[Written task] Reproduce every line of the data below, without changing a single character.

********************

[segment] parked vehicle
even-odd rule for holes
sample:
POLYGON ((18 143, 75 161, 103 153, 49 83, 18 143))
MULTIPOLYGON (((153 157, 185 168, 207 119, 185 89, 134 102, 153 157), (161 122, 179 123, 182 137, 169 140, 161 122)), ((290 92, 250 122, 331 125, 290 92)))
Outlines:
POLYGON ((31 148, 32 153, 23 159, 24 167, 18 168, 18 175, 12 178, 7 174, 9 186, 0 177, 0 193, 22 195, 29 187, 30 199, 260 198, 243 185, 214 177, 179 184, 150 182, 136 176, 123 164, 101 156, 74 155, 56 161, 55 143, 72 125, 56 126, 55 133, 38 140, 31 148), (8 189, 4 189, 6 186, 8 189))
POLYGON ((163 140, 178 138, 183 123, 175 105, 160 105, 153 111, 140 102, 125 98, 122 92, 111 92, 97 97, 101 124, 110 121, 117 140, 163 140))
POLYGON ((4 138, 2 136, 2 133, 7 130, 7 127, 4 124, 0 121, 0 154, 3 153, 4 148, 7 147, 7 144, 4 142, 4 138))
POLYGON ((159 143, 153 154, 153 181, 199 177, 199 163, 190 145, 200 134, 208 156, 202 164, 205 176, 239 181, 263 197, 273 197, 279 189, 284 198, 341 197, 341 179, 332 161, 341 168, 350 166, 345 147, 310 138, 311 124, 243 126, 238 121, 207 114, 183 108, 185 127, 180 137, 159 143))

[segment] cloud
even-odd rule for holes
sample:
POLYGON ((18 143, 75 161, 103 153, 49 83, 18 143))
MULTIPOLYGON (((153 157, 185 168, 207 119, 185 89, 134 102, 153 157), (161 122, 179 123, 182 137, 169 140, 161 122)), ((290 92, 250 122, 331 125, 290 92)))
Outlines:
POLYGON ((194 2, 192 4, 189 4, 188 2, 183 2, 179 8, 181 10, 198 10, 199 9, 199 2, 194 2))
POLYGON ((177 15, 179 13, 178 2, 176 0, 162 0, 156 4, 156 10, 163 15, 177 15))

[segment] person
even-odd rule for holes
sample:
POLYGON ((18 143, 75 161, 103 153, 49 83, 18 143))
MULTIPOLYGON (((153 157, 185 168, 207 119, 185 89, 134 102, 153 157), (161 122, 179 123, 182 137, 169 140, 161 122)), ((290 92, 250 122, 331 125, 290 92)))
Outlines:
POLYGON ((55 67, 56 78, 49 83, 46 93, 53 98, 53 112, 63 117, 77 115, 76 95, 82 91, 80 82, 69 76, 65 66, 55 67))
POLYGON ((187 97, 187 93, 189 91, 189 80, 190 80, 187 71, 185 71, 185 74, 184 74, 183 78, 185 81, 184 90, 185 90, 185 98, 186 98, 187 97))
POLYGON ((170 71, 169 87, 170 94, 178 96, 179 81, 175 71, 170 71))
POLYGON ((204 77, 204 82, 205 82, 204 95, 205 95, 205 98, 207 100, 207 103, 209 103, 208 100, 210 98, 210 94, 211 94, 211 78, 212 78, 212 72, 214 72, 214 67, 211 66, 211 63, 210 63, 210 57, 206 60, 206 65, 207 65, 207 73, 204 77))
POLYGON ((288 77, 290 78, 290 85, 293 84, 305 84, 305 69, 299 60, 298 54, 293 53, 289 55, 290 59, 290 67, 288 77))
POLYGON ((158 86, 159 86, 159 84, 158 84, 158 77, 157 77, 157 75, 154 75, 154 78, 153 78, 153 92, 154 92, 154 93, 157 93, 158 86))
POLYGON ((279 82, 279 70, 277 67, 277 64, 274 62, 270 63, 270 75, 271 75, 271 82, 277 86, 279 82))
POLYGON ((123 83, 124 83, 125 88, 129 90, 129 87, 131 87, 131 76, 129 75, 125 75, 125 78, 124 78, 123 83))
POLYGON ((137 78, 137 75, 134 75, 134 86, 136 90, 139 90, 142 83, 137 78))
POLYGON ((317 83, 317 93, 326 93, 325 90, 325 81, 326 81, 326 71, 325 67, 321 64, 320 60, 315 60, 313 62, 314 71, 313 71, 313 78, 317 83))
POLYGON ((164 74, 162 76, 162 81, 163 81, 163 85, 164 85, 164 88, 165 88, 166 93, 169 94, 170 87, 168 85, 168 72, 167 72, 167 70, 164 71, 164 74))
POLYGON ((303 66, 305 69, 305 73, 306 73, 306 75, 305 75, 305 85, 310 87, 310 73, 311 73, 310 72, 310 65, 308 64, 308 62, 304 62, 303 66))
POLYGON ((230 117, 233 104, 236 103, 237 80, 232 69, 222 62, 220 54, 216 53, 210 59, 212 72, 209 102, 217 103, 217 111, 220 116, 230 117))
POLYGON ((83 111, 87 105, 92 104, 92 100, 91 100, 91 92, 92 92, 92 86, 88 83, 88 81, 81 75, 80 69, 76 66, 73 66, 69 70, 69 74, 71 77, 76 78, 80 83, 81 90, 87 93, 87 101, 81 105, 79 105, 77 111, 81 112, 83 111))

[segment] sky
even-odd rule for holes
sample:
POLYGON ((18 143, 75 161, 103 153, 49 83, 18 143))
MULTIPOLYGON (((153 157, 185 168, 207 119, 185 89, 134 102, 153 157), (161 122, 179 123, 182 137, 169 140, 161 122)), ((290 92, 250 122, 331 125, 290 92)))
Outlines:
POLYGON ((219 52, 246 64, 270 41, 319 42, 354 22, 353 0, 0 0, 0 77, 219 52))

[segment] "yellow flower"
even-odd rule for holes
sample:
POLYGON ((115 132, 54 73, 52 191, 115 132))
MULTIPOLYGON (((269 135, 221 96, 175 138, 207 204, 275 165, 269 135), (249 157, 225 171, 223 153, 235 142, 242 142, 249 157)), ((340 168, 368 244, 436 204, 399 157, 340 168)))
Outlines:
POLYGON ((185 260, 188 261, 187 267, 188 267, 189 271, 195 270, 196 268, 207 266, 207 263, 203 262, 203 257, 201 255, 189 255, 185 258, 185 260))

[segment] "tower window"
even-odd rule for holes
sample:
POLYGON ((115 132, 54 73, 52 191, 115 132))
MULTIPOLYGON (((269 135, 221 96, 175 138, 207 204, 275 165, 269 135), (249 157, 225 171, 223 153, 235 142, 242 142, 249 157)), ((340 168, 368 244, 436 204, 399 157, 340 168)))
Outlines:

********************

[Result of the exercise]
[segment] parked vehicle
even-odd rule for holes
sample:
POLYGON ((18 143, 75 161, 103 153, 49 83, 18 143))
MULTIPOLYGON (((153 157, 185 168, 207 119, 185 89, 134 102, 153 157), (161 122, 179 123, 182 137, 169 140, 161 122)), ((290 92, 250 122, 331 125, 290 92)))
Outlines:
POLYGON ((31 148, 32 153, 23 159, 24 167, 18 168, 18 175, 12 178, 7 174, 9 186, 0 177, 0 193, 22 195, 29 187, 30 199, 260 198, 243 185, 214 177, 179 184, 150 182, 136 176, 123 164, 101 156, 74 155, 56 161, 55 143, 72 125, 56 126, 55 133, 38 140, 31 148), (8 189, 4 189, 6 186, 8 189))
POLYGON ((163 140, 178 138, 183 123, 175 105, 160 105, 153 111, 140 102, 125 98, 122 92, 111 92, 97 97, 101 124, 110 121, 117 140, 163 140))
POLYGON ((4 138, 2 136, 2 133, 7 130, 7 127, 4 124, 0 121, 0 154, 3 153, 4 148, 7 147, 7 144, 4 142, 4 138))
POLYGON ((159 143, 153 154, 153 181, 199 177, 199 163, 190 145, 200 134, 208 156, 202 164, 205 176, 239 181, 263 197, 273 197, 279 189, 284 198, 341 197, 341 179, 332 161, 341 168, 350 166, 345 147, 310 138, 311 124, 243 126, 238 121, 207 114, 183 108, 185 127, 180 137, 159 143))

[segment] cloud
even-odd rule for holes
sample:
POLYGON ((18 143, 75 161, 103 153, 49 83, 18 143))
MULTIPOLYGON (((153 157, 185 168, 207 119, 185 89, 134 102, 153 157), (161 122, 179 123, 182 137, 169 140, 161 122)), ((290 92, 250 122, 331 125, 290 92)))
Outlines:
POLYGON ((194 2, 192 4, 189 4, 188 2, 183 2, 179 8, 181 10, 198 10, 199 9, 199 2, 194 2))
POLYGON ((177 15, 179 13, 178 2, 176 0, 162 0, 156 4, 156 10, 163 15, 177 15))

[segment] person
even-odd rule for holes
sample:
POLYGON ((18 143, 75 161, 103 153, 49 83, 18 143))
MULTIPOLYGON (((153 157, 185 168, 207 119, 185 89, 134 102, 153 157), (161 122, 179 123, 182 137, 169 140, 161 122)), ((290 92, 250 122, 331 125, 290 92)))
Outlines:
POLYGON ((55 67, 56 78, 49 83, 46 93, 53 98, 53 112, 63 117, 77 115, 76 95, 82 91, 80 82, 69 76, 65 66, 55 67))
POLYGON ((187 97, 187 93, 189 91, 189 80, 190 80, 187 71, 185 71, 185 74, 184 74, 183 78, 185 81, 184 90, 185 90, 185 98, 186 98, 187 97))
POLYGON ((170 71, 169 87, 170 94, 178 96, 179 81, 175 71, 170 71))
POLYGON ((204 77, 204 82, 205 82, 204 95, 205 95, 205 98, 207 100, 207 103, 209 103, 208 100, 210 98, 210 94, 211 94, 211 78, 212 78, 212 72, 214 72, 214 67, 211 66, 211 63, 210 63, 210 57, 206 60, 206 65, 207 65, 207 73, 204 77))
POLYGON ((288 77, 290 78, 290 85, 293 84, 305 84, 305 69, 299 60, 298 54, 293 53, 289 55, 290 59, 290 67, 288 77))
POLYGON ((158 86, 159 86, 159 84, 158 84, 158 77, 157 77, 157 75, 154 75, 154 78, 153 78, 153 92, 154 92, 154 93, 157 93, 158 86))
POLYGON ((279 82, 279 70, 277 67, 277 64, 274 62, 270 63, 270 75, 271 75, 271 82, 277 86, 279 82))
POLYGON ((123 83, 124 83, 125 88, 129 90, 129 87, 131 87, 131 76, 129 75, 125 75, 125 78, 124 78, 123 83))
POLYGON ((137 78, 137 75, 134 75, 134 86, 136 90, 139 90, 142 83, 137 78))
POLYGON ((317 83, 317 93, 326 93, 325 90, 325 81, 326 81, 326 71, 325 67, 321 64, 320 60, 315 60, 313 62, 314 71, 313 71, 313 78, 317 83))
POLYGON ((164 74, 162 76, 162 81, 163 81, 163 85, 164 85, 164 88, 165 88, 166 93, 169 94, 170 87, 168 85, 168 72, 167 72, 167 70, 164 71, 164 74))
POLYGON ((303 66, 305 69, 305 73, 306 73, 306 75, 305 75, 305 85, 310 87, 310 73, 311 73, 310 72, 310 65, 308 64, 308 62, 304 62, 303 66))
POLYGON ((230 117, 233 104, 236 103, 237 80, 232 69, 222 62, 220 54, 216 53, 210 59, 212 72, 209 102, 217 103, 217 111, 220 116, 230 117))
POLYGON ((83 111, 87 105, 92 104, 92 100, 91 100, 91 92, 92 92, 92 86, 88 83, 88 81, 81 75, 80 69, 76 66, 73 66, 69 70, 69 74, 71 77, 76 78, 80 83, 81 90, 87 93, 87 101, 81 105, 79 105, 77 111, 81 112, 83 111))

[segment] sky
even-odd rule for holes
sample:
POLYGON ((18 143, 75 161, 103 153, 49 83, 18 143))
MULTIPOLYGON (((153 157, 185 168, 207 119, 185 89, 134 102, 153 157), (161 122, 179 123, 182 137, 169 140, 161 122)), ((290 92, 250 122, 331 125, 290 92)))
Outlines:
POLYGON ((219 52, 246 64, 270 41, 319 42, 354 22, 353 0, 0 0, 0 77, 219 52))

[segment] "yellow flower"
even-odd rule for holes
sample:
POLYGON ((115 132, 54 73, 52 191, 115 132))
MULTIPOLYGON (((269 135, 221 96, 175 138, 207 204, 275 165, 269 135), (249 157, 225 171, 223 153, 235 142, 242 142, 249 157)), ((340 168, 368 244, 436 204, 399 157, 340 168)))
Outlines:
POLYGON ((185 260, 188 261, 187 267, 188 267, 189 271, 195 270, 196 268, 207 266, 207 263, 203 262, 203 257, 201 255, 189 255, 185 258, 185 260))

[segment] "tower window"
even-odd rule for holes
sample:
POLYGON ((115 132, 54 73, 52 191, 115 132))
MULTIPOLYGON (((269 135, 221 96, 175 138, 207 204, 275 165, 269 135), (249 157, 225 171, 223 153, 235 142, 242 142, 249 157)), ((340 168, 368 244, 436 204, 399 157, 340 168)))
Outlines:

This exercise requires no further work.